Saved entries:
--

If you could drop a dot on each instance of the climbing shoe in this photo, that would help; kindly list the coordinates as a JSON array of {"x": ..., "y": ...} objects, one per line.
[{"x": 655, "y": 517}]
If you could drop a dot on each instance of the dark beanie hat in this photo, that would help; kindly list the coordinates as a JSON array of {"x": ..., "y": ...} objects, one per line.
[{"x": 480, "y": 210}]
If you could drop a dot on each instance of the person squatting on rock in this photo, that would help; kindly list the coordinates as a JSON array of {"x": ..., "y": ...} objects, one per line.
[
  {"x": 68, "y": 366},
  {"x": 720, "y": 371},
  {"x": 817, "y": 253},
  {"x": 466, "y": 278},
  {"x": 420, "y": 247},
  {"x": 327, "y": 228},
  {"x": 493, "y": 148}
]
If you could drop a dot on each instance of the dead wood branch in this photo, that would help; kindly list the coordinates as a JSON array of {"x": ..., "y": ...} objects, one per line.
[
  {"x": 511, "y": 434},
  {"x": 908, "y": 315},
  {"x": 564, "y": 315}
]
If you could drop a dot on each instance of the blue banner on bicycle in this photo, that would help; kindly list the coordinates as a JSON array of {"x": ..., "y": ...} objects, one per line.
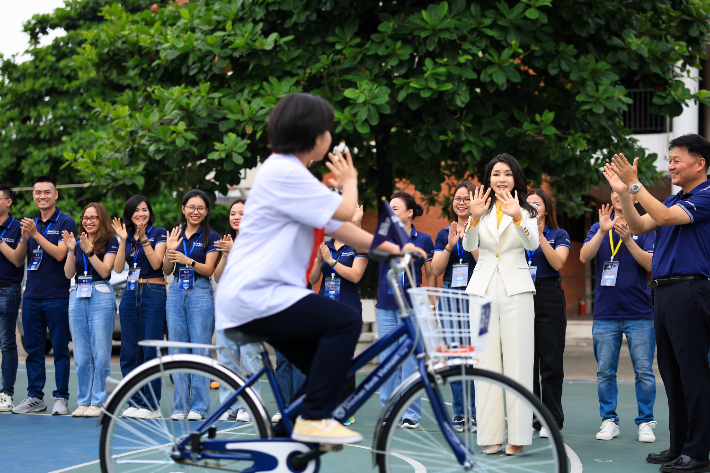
[{"x": 389, "y": 227}]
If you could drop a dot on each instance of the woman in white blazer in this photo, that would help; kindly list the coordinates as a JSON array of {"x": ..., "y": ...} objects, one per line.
[{"x": 505, "y": 230}]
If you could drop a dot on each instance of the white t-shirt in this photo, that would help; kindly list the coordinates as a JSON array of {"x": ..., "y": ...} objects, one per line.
[{"x": 266, "y": 269}]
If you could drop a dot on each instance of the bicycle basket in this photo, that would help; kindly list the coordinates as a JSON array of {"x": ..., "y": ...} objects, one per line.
[{"x": 457, "y": 325}]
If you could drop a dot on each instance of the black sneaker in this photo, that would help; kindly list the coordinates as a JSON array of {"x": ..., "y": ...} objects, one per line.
[{"x": 409, "y": 424}]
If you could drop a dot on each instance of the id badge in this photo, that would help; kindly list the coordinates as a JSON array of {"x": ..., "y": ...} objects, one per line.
[
  {"x": 35, "y": 260},
  {"x": 187, "y": 278},
  {"x": 533, "y": 272},
  {"x": 134, "y": 275},
  {"x": 84, "y": 289},
  {"x": 609, "y": 272},
  {"x": 459, "y": 275},
  {"x": 332, "y": 288}
]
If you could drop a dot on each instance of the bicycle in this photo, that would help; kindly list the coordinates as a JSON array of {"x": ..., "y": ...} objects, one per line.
[{"x": 444, "y": 347}]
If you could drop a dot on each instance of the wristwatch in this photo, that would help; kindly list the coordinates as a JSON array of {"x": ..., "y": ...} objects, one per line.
[{"x": 635, "y": 188}]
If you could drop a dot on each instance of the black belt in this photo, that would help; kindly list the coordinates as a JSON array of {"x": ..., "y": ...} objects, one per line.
[{"x": 677, "y": 280}]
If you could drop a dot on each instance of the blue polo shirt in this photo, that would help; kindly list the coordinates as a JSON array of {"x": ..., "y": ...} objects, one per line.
[
  {"x": 556, "y": 237},
  {"x": 82, "y": 261},
  {"x": 194, "y": 248},
  {"x": 684, "y": 250},
  {"x": 385, "y": 300},
  {"x": 349, "y": 291},
  {"x": 631, "y": 297},
  {"x": 458, "y": 254},
  {"x": 48, "y": 281},
  {"x": 10, "y": 233},
  {"x": 154, "y": 235}
]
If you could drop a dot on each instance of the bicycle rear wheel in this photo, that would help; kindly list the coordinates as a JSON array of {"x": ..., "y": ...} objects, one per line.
[
  {"x": 133, "y": 445},
  {"x": 407, "y": 448}
]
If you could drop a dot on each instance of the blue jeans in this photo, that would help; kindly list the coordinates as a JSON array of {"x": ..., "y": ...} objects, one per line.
[
  {"x": 387, "y": 320},
  {"x": 248, "y": 356},
  {"x": 289, "y": 378},
  {"x": 38, "y": 315},
  {"x": 10, "y": 297},
  {"x": 91, "y": 320},
  {"x": 642, "y": 344},
  {"x": 190, "y": 314},
  {"x": 142, "y": 315}
]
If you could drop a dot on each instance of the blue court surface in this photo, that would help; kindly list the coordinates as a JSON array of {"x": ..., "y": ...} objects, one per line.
[{"x": 43, "y": 443}]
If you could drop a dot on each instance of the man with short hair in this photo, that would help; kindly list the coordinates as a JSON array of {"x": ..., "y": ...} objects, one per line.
[
  {"x": 11, "y": 273},
  {"x": 681, "y": 275},
  {"x": 46, "y": 300}
]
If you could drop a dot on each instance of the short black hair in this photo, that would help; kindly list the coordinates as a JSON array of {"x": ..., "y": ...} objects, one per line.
[
  {"x": 130, "y": 208},
  {"x": 9, "y": 194},
  {"x": 49, "y": 179},
  {"x": 296, "y": 121},
  {"x": 696, "y": 146}
]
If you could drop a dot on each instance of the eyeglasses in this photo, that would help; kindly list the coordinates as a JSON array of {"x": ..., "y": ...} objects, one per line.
[{"x": 191, "y": 208}]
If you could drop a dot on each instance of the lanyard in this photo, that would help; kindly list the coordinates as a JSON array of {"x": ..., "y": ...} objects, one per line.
[
  {"x": 531, "y": 254},
  {"x": 611, "y": 243}
]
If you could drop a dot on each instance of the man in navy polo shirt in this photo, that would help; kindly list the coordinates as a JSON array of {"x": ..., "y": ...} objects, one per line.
[
  {"x": 622, "y": 306},
  {"x": 10, "y": 295},
  {"x": 46, "y": 300},
  {"x": 680, "y": 274}
]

--

AIM OF THE EXERCISE: Apart from its pictures, the data is to be repeated exactly.

OUTPUT OF THE TASK:
If you could drop a dot on each instance of the climbing shoe in this photo, that would help; kindly list the coordinates as a JSON array of {"x": ..., "y": ...} objects, one per line.
[{"x": 655, "y": 517}]
If you could drop a dot on each instance of the dark beanie hat in this photo, that would help; kindly list the coordinates as a JSON array of {"x": ..., "y": ...} objects, one per line.
[{"x": 480, "y": 210}]
If you could drop a dot on each instance of the person squatting on rock in this photo, that would help; kindly list the coordinates as a JSON array of {"x": ..., "y": ...} objects, one per line.
[
  {"x": 68, "y": 366},
  {"x": 720, "y": 371},
  {"x": 817, "y": 253},
  {"x": 466, "y": 278},
  {"x": 420, "y": 247},
  {"x": 327, "y": 228},
  {"x": 493, "y": 148}
]
If you could drop a dot on each instance of the dead wood branch in this photo, that would help; kindly list the coordinates as a JSON array of {"x": ..., "y": ...} objects, one per line.
[
  {"x": 511, "y": 434},
  {"x": 908, "y": 315},
  {"x": 564, "y": 315}
]
If you could drop a dot on each instance of the blue banner on bicycle in this photo, that would help; kindly list the coordinates as a JSON array of {"x": ..., "y": ...} objects, one per line.
[{"x": 389, "y": 227}]
If you could drop a dot on each instance of the woman in white blazer in this photo, that would help; kindly list the coordinates as a JSON array of {"x": ..., "y": ...} objects, one per line.
[{"x": 505, "y": 230}]
If you could drop a dot on each instance of the white t-shirt in this photo, that would help; kindly list the coordinates as a JSON array of {"x": ..., "y": ...} objects, one per line.
[{"x": 266, "y": 269}]
If you could drop a dot on each instance of the bicycle basket in this photo, that would help; kindly list the coordinates as a JSON array of {"x": ..., "y": ...} objects, one per line.
[{"x": 457, "y": 325}]
If you could drop a dot on each instance of the black sneaker in this photo, that would help; kindly list the coordinates as a JSON array of {"x": ..., "y": ...} objects, one per line.
[{"x": 409, "y": 424}]
If you could drop a dot on each instance of the id badge in this photo, that would help; kindly list the coordinates as a JSON array of {"x": ..., "y": ...} objects, one per line.
[
  {"x": 35, "y": 260},
  {"x": 187, "y": 278},
  {"x": 533, "y": 272},
  {"x": 134, "y": 275},
  {"x": 84, "y": 289},
  {"x": 609, "y": 272},
  {"x": 459, "y": 275},
  {"x": 332, "y": 288}
]
If you could drop a dot on each instance of the bicycle in this photo, that would help; kindly list the coordinates as a JSON array of {"x": ..., "y": ...} objects, one per line.
[{"x": 444, "y": 347}]
If you could drop a dot on each instance of the wristwatch in this photo, that would help; kindly list the coordinates as a JSON array of {"x": ..., "y": ...} objects, one per line.
[{"x": 635, "y": 188}]
If you could drop a dot on each instance of the black belt in this photo, that would help; kindly list the coordinates as a JSON array of {"x": ..., "y": ...} objects, one per line.
[{"x": 677, "y": 280}]
If you could drop a dot on each instance of the blue polo shirt in this photo, that would help; kindly list the coordinates as a JSON array of {"x": ..., "y": ...} objects, one per line.
[
  {"x": 556, "y": 237},
  {"x": 82, "y": 261},
  {"x": 194, "y": 248},
  {"x": 684, "y": 250},
  {"x": 385, "y": 300},
  {"x": 349, "y": 291},
  {"x": 631, "y": 297},
  {"x": 458, "y": 254},
  {"x": 48, "y": 281},
  {"x": 10, "y": 233},
  {"x": 154, "y": 235}
]
If you could drop a dot on each instance of the bicycle rear wheel in this photo, that would help; kindly list the coordinates as a JSON array of {"x": ..., "y": ...} objects, one per line.
[
  {"x": 133, "y": 445},
  {"x": 407, "y": 448}
]
If you could drop a dot on each instance of the blue jeans in this photo, that would help; kindly list the coordinates as a JSON array of {"x": ..., "y": ...} objects, one per line.
[
  {"x": 387, "y": 320},
  {"x": 248, "y": 356},
  {"x": 289, "y": 378},
  {"x": 38, "y": 315},
  {"x": 10, "y": 297},
  {"x": 91, "y": 320},
  {"x": 642, "y": 344},
  {"x": 190, "y": 314},
  {"x": 142, "y": 315}
]
If you could drop a dot on each instance of the blue court surface in this photo, that would help; kindly list the coordinates as a JSON array of {"x": ..., "y": ...} objects, one per line.
[{"x": 43, "y": 443}]
If you could drop a dot on each instance of the man with short hair in this photo, that would help; kindly list the coordinates as a JSON array of {"x": ..., "y": ...} objects, one per line.
[
  {"x": 11, "y": 273},
  {"x": 681, "y": 275},
  {"x": 46, "y": 300}
]
If you could drop a dot on each instance of the short black hair in this photo, that would help; kindly list the coordinates as a JSON array of {"x": ..., "y": ...} objects, one per line.
[
  {"x": 130, "y": 208},
  {"x": 9, "y": 194},
  {"x": 49, "y": 179},
  {"x": 296, "y": 121},
  {"x": 696, "y": 146}
]
If you could drop a dot on each instance of the eyeglasses in this photo, that would help; kindly list the coordinates as a JSON array of {"x": ..., "y": ...} objects, one per line.
[{"x": 191, "y": 208}]
If you could drop a dot on each instance of the lanyard in this photo, that would help; kindly list the coordinates as a JSON array of {"x": ..., "y": ...} objects, one per line.
[
  {"x": 531, "y": 254},
  {"x": 611, "y": 243}
]
If you could drop a dot on each instance of the man in navy polo shirt in this photo, that would help; kindly list the coordinates as a JSON array of {"x": ..., "y": ...} objects, one per line.
[
  {"x": 622, "y": 306},
  {"x": 10, "y": 295},
  {"x": 46, "y": 300},
  {"x": 680, "y": 274}
]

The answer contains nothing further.